● **Requisitos do exercício**:
• a. No texto sobre a primeira bomba atômica soviética, em que data a bomba foi testada?
• b. Por favor, transcreva literalmente um trecho do texto sobre a primeira bomba atômica soviética, começando nas palavras "Primeira bomba atômica" e parando logo depois de "no Museu Politécnico.".
• c. Dê continuidade ao texto sobre a primeira bomba atômica soviética a partir da última frase apresentada.

Primeira bomba atômica soviética completa 65 anos

A bomba, cujo protótipo está sendo exibido no Museu Politécnico, tem uma aparência surpreendentemente elegante Foto: ITAR-TASS

A bomba, cujo protótipo está sendo exibido no Museu Politécnico, tem uma aparência surpreendentemente elegante Foto: ITAR-TASS

Protótipo da bomba RDS-1 está em exposição no Museu Politécnico.

Depois que os Estados Unidos jogaram bombas atômicas sobre as cidades japonesas de Hiroshima e Nagasaki em 1945, a União Soviética começou a procurar lugares para desenvolver o seu próprio projeto nuclear. Assim, em 1946, um centro nuclear com o codinome Arzamas-16 surgiu no assentamento urbano de Sarov, localizado  nas proximidades de Nijni Novgorod. Foi ali que a primeira bomba soviética foi criada em tempo recorde. Ela foi testada em 29 de agosto de 1949, em um polígono localizado na região de Semipalatinsk, no Cazaquistão, que na época fazia parte da União Soviética.

O protótipo da RDS-1 (denominação oficial da primeira bomba soviética), construído em 1995 por operários em Arzamas-16, agora está em exposição nas instalações do Museu Politécnico no Centro Panrusso de Exposições, em Moscou, próximo ao pavilhão Cosmos (parte da exposição do Museu Politécnico foi transferida para esse local, onde irá permanecer durante o período da reforma do edifício principal).

Por ocasião do aniversário de 65 anos da RDS-1, a Rosatom (Corporação Estatal de Energia Atômica) montou uma instalação interativa – “o painel de controle” da bomba. Arkádi Brich, um dos desenvolvedores da bomba, participou da abertura da exposição. Professor catedrático, Brich tem 97 anos de idade e é uma lenda viva da indústria nuclear. Ele contou à Gazeta Russa porque naquele tempo os jovens cientistas concordavam em participar da criação de armas letais: "Se depois de Hiroshima nós não tivéssemos criado a bomba, os EUA poderiam ter continuado a fazer uso das armas nucleares. Dessa forma, a criação da bomba Soviética serviu à causa da paz, pois a partir daí passou a vigorar a política de contenção".

● **Dados extraídos**:
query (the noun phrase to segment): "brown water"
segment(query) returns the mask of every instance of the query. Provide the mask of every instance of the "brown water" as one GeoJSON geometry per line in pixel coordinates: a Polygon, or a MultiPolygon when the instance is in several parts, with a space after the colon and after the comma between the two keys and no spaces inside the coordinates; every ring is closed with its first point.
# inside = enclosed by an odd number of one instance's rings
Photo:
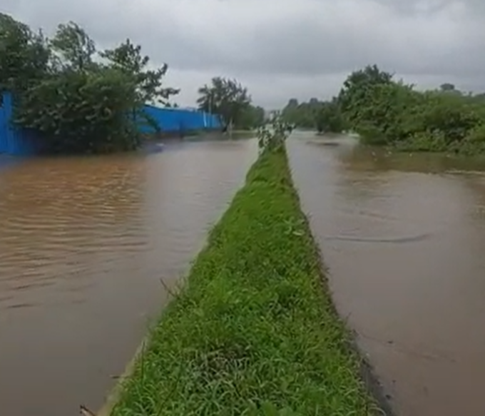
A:
{"type": "Polygon", "coordinates": [[[0,171],[0,414],[94,410],[203,245],[254,141],[0,171]]]}
{"type": "Polygon", "coordinates": [[[396,413],[485,415],[485,175],[463,171],[485,166],[302,133],[289,148],[337,308],[396,413]]]}

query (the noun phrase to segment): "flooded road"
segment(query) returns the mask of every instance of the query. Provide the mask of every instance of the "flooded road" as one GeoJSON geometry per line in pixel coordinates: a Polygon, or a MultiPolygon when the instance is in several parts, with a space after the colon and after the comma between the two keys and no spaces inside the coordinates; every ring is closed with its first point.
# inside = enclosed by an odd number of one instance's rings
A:
{"type": "Polygon", "coordinates": [[[399,416],[483,416],[484,165],[436,155],[288,147],[340,314],[399,416]]]}
{"type": "Polygon", "coordinates": [[[0,171],[0,413],[98,408],[257,154],[255,141],[0,171]]]}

● **Respostas dos problemas**:
• a. Em 29 de agosto de 1949.

• b.
Primeira bomba atômica soviética completa 65 anos

A bomba, cujo protótipo está sendo exibido no Museu Politécnico, tem uma aparência surpreendentemente elegante Foto: ITAR-TASS

A bomba, cujo protótipo está sendo exibido no Museu Politécnico, tem uma aparência surpreendentemente elegante Foto: ITAR-TASS

Protótipo da bomba RDS-1 está em exposição no Museu Politécnico.

• c.
A política de contenção é um argumento popular para justificar a criação das armas nucleares soviéticas, e até mesmo alguns estudiosos americanos daquela época compreenderam isso. “De acordo com uma versão, a tecnologia da bomba atômica foi passada para nós por cientistas dos EUA”, disse à Gazeta Russa a curadora da coleção do Museu Politécnico, Maria Platónova. “Eles estavam convencidos de que as armas atômicas não deveriam estar em posse de apenas um único país no mundo", acrescentou. No entanto, é impossível provar essa hipótese, pois a maioria dos documentos referentes ao projeto nuclear até hoje é confidencial.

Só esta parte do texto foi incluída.